▸ EXERCISE INSTRUCTIONS:
Extract each line of the data and write it out again exactly.

··· DATA FOR PROCESSING ···

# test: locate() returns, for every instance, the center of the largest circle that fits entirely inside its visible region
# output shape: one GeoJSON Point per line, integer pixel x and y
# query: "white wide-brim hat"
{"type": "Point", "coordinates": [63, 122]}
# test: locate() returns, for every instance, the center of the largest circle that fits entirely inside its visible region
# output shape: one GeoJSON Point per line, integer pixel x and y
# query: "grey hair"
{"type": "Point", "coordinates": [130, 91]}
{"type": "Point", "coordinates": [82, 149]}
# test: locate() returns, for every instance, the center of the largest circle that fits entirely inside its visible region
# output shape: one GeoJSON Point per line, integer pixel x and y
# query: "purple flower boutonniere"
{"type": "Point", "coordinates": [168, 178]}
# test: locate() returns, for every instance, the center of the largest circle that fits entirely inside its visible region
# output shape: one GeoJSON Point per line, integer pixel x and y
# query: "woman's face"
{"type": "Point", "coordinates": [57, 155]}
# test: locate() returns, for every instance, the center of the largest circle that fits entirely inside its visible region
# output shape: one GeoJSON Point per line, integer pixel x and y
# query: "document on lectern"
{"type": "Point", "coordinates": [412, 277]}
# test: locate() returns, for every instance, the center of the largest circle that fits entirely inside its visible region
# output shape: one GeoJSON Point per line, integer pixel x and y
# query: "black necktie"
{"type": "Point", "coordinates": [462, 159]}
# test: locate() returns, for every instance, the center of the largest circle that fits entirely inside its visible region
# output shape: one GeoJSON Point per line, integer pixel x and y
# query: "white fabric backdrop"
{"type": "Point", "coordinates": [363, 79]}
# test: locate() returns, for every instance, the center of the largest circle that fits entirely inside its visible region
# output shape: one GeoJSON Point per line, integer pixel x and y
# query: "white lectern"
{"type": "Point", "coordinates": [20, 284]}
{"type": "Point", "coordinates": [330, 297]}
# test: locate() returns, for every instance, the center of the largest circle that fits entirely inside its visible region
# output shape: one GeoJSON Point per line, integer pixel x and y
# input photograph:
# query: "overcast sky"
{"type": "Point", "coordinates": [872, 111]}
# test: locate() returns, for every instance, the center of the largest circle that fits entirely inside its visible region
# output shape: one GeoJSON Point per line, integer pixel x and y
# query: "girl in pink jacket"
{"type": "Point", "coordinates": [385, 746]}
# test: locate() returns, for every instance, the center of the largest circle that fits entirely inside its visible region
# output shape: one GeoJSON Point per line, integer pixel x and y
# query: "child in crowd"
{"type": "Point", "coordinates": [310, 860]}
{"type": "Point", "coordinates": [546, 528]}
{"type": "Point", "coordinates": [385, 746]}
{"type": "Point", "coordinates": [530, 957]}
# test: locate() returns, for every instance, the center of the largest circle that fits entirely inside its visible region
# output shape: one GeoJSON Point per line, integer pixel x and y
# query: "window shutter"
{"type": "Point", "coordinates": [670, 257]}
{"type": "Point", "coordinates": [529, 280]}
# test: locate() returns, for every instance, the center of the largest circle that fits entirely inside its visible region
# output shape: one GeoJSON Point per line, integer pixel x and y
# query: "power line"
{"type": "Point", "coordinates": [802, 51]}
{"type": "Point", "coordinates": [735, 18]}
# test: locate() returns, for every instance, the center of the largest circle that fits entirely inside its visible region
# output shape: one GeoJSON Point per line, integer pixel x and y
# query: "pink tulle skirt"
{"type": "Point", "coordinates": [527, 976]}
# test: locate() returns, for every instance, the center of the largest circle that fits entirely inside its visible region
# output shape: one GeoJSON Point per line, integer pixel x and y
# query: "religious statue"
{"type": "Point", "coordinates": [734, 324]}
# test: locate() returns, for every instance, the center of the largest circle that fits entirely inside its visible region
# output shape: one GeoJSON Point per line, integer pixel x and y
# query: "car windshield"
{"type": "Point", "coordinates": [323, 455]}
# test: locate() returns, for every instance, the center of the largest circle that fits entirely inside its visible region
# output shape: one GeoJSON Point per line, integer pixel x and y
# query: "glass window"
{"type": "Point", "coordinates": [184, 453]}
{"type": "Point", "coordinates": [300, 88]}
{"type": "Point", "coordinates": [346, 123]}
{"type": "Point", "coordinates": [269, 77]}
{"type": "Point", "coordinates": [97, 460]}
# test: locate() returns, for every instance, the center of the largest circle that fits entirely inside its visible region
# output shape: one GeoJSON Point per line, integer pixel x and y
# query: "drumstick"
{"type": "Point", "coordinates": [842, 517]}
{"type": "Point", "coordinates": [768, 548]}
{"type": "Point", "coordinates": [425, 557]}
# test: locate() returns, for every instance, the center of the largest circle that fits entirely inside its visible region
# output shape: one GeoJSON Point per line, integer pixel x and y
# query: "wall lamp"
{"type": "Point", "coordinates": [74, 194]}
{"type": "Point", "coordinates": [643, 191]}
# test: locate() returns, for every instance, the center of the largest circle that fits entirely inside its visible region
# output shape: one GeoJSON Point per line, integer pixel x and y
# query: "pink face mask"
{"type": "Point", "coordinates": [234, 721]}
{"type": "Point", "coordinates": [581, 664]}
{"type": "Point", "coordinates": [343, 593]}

···

▸ RESULT OF THIS TASK:
# test: locate() returns, for every instance, the center of the largest circle that fits entirely inside its visible region
# output shape: one GeoJSON Point per line, integer pixel x and y
# query: "white wide-brim hat"
{"type": "Point", "coordinates": [63, 122]}
# test: locate() returns, for every instance, the center of the largest circle that fits entirely inside its visible region
# output shape: one GeoJSON Point per line, integer pixel x and y
# query: "grey hair"
{"type": "Point", "coordinates": [130, 91]}
{"type": "Point", "coordinates": [82, 149]}
# test: locate() returns, for every instance, the center of the largest circle that fits entirely inside its visible region
# output shape: one GeoJSON Point per line, integer pixel x and y
# query: "purple flower boutonniere"
{"type": "Point", "coordinates": [168, 178]}
# test: locate() returns, for every instance, the center of the largest circle that fits entirely inside its visible region
# output shape: one GeoJSON Point per line, integer pixel x and y
# query: "woman's face"
{"type": "Point", "coordinates": [57, 155]}
# test: locate() returns, for every instance, the center of the largest circle that fits entirely inside its visible region
# output shape: one GeoJSON Point per line, integer pixel x and y
# query: "document on lectern"
{"type": "Point", "coordinates": [412, 277]}
# test: locate() returns, for every instance, the center of the largest circle that fits entirely inside its visible region
# output shape: one GeoJSON Point per line, integer pixel x and y
# query: "black necktie"
{"type": "Point", "coordinates": [462, 159]}
# test: locate() returns, for every instance, the center of the largest circle that fits entirely inside its visible region
# output shape: one GeoJSON Point per line, integer pixel x and y
# query: "white fabric backdrop"
{"type": "Point", "coordinates": [363, 79]}
# test: locate() returns, for every instance, the center of the largest circle that fits entirely inside its visible region
# output shape: one GeoJSON Point per line, integer pixel x and y
# query: "white lectern"
{"type": "Point", "coordinates": [20, 284]}
{"type": "Point", "coordinates": [330, 297]}
# test: locate() returns, for every instance, the center of the largest circle that fits entirely inside its visible region
# output shape: one GeoJSON Point per line, integer pixel x and y
# input photograph:
# query: "overcast sky"
{"type": "Point", "coordinates": [872, 111]}
# test: locate() returns, for every instance, the center of the largest circle that fits entirely inside its visible region
# output shape: one GeoJSON Point per line, integer pixel x and y
# query: "girl in pink jacket"
{"type": "Point", "coordinates": [385, 746]}
# test: locate() returns, for every instance, the center of the largest circle that fits entirely inside its visible region
# output shape: one GeoJSON Point per line, integer pixel x and y
# query: "child in crowd"
{"type": "Point", "coordinates": [310, 860]}
{"type": "Point", "coordinates": [546, 528]}
{"type": "Point", "coordinates": [385, 746]}
{"type": "Point", "coordinates": [530, 957]}
# test: locate() returns, for every instance, the center of the largest circle that fits entirely inside its visible region
# output shape: one GeoJSON Point per line, integer pixel x and y
# query: "window shutter"
{"type": "Point", "coordinates": [670, 257]}
{"type": "Point", "coordinates": [529, 280]}
# test: locate() returns, for every instance, the center of the largest circle that fits entirely inside its visible region
# output shape: one GeoJSON Point per line, integer pixel x and y
# query: "power line"
{"type": "Point", "coordinates": [802, 51]}
{"type": "Point", "coordinates": [735, 18]}
# test: locate() returns, for every instance, the center of the largest circle that fits entirely inside its visible region
# output shape: one GeoJSON Point per line, integer pixel x and y
# query: "pink tulle skirt"
{"type": "Point", "coordinates": [527, 976]}
# test: locate() returns, for every instance, the center of the largest circle that fits entirely inside its visible region
# output shape: one GeoJSON Point per line, integer pixel x and y
# query: "religious statue"
{"type": "Point", "coordinates": [734, 324]}
# test: locate() returns, for every instance, the center of the largest circle that fits entirely inside its visible region
# output shape: one GeoJSON Point per line, integer pixel x and y
# query: "car windshield"
{"type": "Point", "coordinates": [323, 455]}
# test: locate() returns, for every instance, the center of the largest circle that fits entirely inside its visible region
# output shape: one GeoJSON Point per line, integer pixel x and y
# query: "glass window"
{"type": "Point", "coordinates": [184, 453]}
{"type": "Point", "coordinates": [300, 88]}
{"type": "Point", "coordinates": [346, 123]}
{"type": "Point", "coordinates": [269, 77]}
{"type": "Point", "coordinates": [97, 460]}
# test: locate() returns, for every instance, the center of the largest circle that fits entirely inside its visible region
# output shape: one GeoJSON Point per line, integer pixel x and y
# query: "drumstick"
{"type": "Point", "coordinates": [842, 517]}
{"type": "Point", "coordinates": [768, 548]}
{"type": "Point", "coordinates": [425, 557]}
# test: locate() returns, for every instance, the center of the largest circle that fits entirely inside its visible region
# output shape: one GeoJSON Point per line, integer pixel x and y
# query: "wall lamp"
{"type": "Point", "coordinates": [74, 194]}
{"type": "Point", "coordinates": [643, 191]}
# test: locate() returns, for every instance, the center of the largest circle that fits entirely inside its visible region
# output shape: one GeoJSON Point per line, integer pixel x and y
# query: "pink face mask"
{"type": "Point", "coordinates": [234, 721]}
{"type": "Point", "coordinates": [581, 664]}
{"type": "Point", "coordinates": [343, 593]}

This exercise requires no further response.